* _CONSIGNES DE L'EXERCICE_
[A] Selon l'extrait sur l'église, à quelle date l'édifice fut-il ouvert ?
[B] Reprenez l'extrait sur l'église à la suite de sa dernière phrase et poursuivez-en la rédaction.

* _EXTRAIT_
• • • •

Aux deux côtés du Dôme sont deux ovales, dont les peintures sont très riantes. Le retable est peint de même que le plafond : les côtés du retable sont une continuation de l’architecture de l’église en perspective. C’était un plaisir de voir les Chinois s’avancer, pour visiter cette partie de l’église, qu’ils disaient être derrière l’autel : quand ils y étaient arrivés, ils s’arrêtaient, ils reculaient un peu, ils revenaient sur leurs pas, ils y appliquaient les mains, pour découvrir si véritablement il n’y avait ni élévations, ni enfoncements.

L’autel a une juste proportion, et est magnifique, quand il est paré de cette belle argenterie, et de ces somptueux ornements, dont la libéralité de Louis XIV a bien voulu l’enrichir.

A peine cette église fût-elle achevée, que les censeurs de l’empire, dont les fonctions sont à peu près semblables à celles des censeurs de l’ancienne Rome, représentèrent que l’édifice était trop exhaussé, et que c’était une infraction manifeste des lois. C’est moi qui ai tort, répondit l’empereur ; c’est par mon ordre que les Pères l’ont élevé de la sorte.

Comme les censeurs insistaient, et disaient qu’il fallait envoyer un nouvel ordre de l’abaisser : Que voulez-vous que je fasse, répartit le prince : ces étrangers me rendent tous les jours de très grands services ; je ne sais comment les récompenser ; ils refusent les emplois et les dignités ; ils ne veulent point d’argent, il n’y a que leur religion qui les intéresse ; et c’est par ce seul endroit, que je puis leur faire plaisir : qu’on ne m’en parle plus.

Ce fut le neuvième de décembre 1702 qu’on fit l’ouverture de la nouvelle église, et que le P. Grimaldi vint la bénir solennellement. Il était accompagné de plusieurs missionnaires de différentes nations. Douze catéchistes en surplis portaient la croix, les chandeliers, l’encensoir, etc. Deux prêtres avec l’étole et le surplis marchaient à côté de l’officiant : les autres missionnaires suivaient deux à deux : et ensuite venaient en foule les fidèles, que la dévotion avait attirés de toutes parts.

• • • •

* _DONNÉES BRUTES_
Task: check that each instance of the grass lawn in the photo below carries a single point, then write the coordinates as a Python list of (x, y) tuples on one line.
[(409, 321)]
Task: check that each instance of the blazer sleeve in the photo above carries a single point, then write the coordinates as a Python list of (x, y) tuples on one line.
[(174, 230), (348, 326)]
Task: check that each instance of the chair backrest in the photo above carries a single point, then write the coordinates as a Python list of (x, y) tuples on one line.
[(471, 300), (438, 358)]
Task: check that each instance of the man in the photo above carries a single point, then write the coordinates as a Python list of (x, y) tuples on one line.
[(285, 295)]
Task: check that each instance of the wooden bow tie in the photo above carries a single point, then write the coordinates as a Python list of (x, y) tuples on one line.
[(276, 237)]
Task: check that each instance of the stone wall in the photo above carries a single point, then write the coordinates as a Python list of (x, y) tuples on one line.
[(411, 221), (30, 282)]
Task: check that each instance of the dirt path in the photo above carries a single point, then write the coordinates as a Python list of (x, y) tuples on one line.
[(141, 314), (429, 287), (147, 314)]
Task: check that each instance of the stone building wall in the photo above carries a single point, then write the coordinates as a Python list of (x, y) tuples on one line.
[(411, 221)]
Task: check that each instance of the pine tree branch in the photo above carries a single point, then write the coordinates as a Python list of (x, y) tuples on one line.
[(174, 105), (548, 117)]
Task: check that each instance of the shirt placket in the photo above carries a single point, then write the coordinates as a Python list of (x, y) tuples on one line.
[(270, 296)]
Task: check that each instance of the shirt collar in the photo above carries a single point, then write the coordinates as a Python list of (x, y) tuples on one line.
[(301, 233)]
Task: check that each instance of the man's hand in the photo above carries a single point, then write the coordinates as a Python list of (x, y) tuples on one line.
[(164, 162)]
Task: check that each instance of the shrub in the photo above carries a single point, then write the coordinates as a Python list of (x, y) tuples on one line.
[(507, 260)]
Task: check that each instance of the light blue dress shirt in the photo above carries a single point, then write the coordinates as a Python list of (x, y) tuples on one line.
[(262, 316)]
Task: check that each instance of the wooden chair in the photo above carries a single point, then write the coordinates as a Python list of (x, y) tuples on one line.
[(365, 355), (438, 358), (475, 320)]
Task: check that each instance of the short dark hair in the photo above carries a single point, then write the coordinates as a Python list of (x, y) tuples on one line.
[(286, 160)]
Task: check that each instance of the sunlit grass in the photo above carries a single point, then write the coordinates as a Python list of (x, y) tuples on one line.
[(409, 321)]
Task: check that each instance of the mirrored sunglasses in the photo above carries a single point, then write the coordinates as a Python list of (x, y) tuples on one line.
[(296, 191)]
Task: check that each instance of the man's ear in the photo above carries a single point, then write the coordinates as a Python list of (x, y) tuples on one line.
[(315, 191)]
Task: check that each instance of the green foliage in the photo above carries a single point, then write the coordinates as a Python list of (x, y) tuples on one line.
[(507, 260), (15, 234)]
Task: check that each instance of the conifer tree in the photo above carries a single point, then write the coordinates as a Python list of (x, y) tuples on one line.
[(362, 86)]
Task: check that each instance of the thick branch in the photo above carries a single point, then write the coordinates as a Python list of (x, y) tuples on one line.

• • • •

* _RÉSULTATS PAR CONSIGNE_
[A] Le 9 décembre 1702.

[B]
Après la bénédiction de l’église, tout le monde se prosterna devant l’autel ; les Pères rangés dans le sanctuaire, et tous les chrétiens dans la nef, frappèrent plusieurs fois la terre du front. La messe fut ensuite célébrée avec diacre et sous-diacre par le P. Gerbillon : un grand nombre de fidèles y communièrent : le P. Grimaldi fit à la fin de la messe un discours très touchant, et la fête se termina par le baptême d’une multitude de catéchumènes. Une quantité incroyable de personnes vinrent voir cet édifice : tous se prosternaient à plusieurs reprises devant l’autel ; et un grand nombre se firent instruire de la loi chrétienne, pour se mettre en état de l’embrasser.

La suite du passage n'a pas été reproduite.